Telesur is on the air
By
Minnie Bruce Pratt
Published Aug 3, 2005 11:02 PM
The Bolivarian revolution of Venezuela has
broken the imperialist monopoly on worldwide television reporting. On July 25 it
launched Telesur, a television channel capable of reaching all of Latin
America.
Until the launch, corporate-controlled media had a hammerlock on
international news reporting. Big business giant Time-Warner owns CNN in the
U.S. The British government, which certainly serves the interests of the ruling
class, not the workers, controls the British Broadcasting Corp. (BBC). And
right-wing stations Univision and Telemundo have the monopoly in the
Spanish-language countries of the Western hemisphere.
In announcing the
creation of Telesur, its new president, Andrés Izarra, asserted:
“Telesur is an initiative against cultural imperialism and against
imperialism in any of its expressions.” Izarra resigned his position as
Venezuelan Minister of Communication and Information to avoid any conflict of
interest in heading up the new initiative. (venezuelanalysis.com)
Aram
Aharonian, the new channel’s director, linked Telesur’s task to
Bolivarian goals by saying: “We are convinced that there is no way to
change reality unless we first see it as it is.”
Aharonian also
noted the importance of community media as “truly horizontal spaces of
information and steps forward in democratization.”
But he stressed
that alone this media was insufficient: “We could have hundreds of
community media, but if 93 percent of the audience is controlled by a
monopolistic structure, we will advance very little in the direction of
democratization.”
Present at the announcement of the launch was the
Telesur advisory board of distinguished intellectuals from Latin America, the
U.S. and Europe. These included Pakistani-British filmmaker and writer Tariq
Ali; Nicaraguan poet and former Sandinista Minister of Culture Ernesto Cardenal;
Uruguayan journalist and historian Eduardo Galeano; editor-in-chief of the
French political journal Le Monde Diplomatique, Ignacio Ramonet; U.S. founder of
the Free Software Foundation, Richard Stallman; African American actor Danny
Glover; Jamaican American civil rights activist and singer Harry Belafonte; and
Argentinian Nobel Peace Prize winner Adolfo Perez Esquivel, among others.
U.S. efforts to counter Telesur’s free flow of information have
begun. Conservative U.S. Rep. Connie Mack, a Republican from Florida, has
proposed a propaganda broadcast aimed at Venezuela similar to that of Radio and
TV Marti directed against revolutionary Cuba.

> _What to work on_:
Summarize the Telesur article in two sentences.

> _Dataset excerpts_:
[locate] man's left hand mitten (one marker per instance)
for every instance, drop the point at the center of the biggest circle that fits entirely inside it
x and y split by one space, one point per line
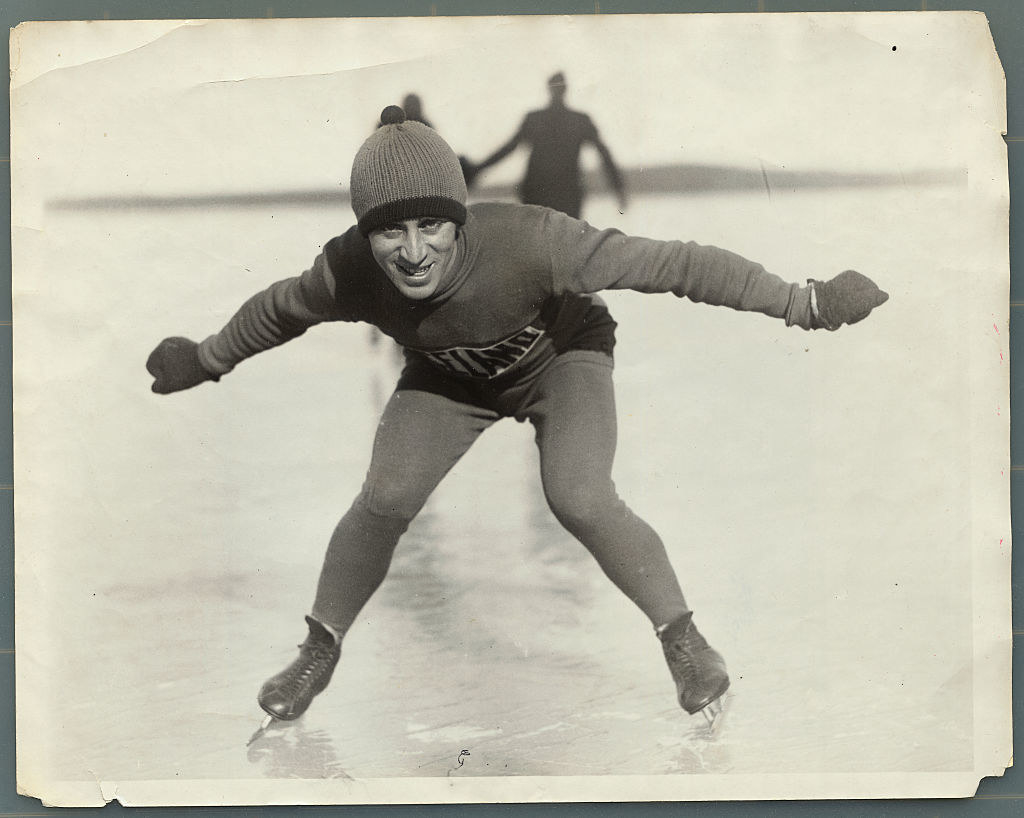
846 299
175 366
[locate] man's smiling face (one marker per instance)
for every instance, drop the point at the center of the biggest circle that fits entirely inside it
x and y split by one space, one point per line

> _The result_:
On July 25, Venezuela's Bolivarian revolution launched Telesur, a television channel able to reach all of Latin America, breaking the monopoly that outlets such as CNN, the BBC, Univision and Telemundo held on international news reporting. Its president, Andrés Izarra, called it an initiative against cultural imperialism, and its director, Aram Aharonian, warned that community media alone cannot democratize an audience controlled by a monopolistic structure; meanwhile, U.S. Rep. Connie Mack has proposed a propaganda broadcast aimed at Venezuela.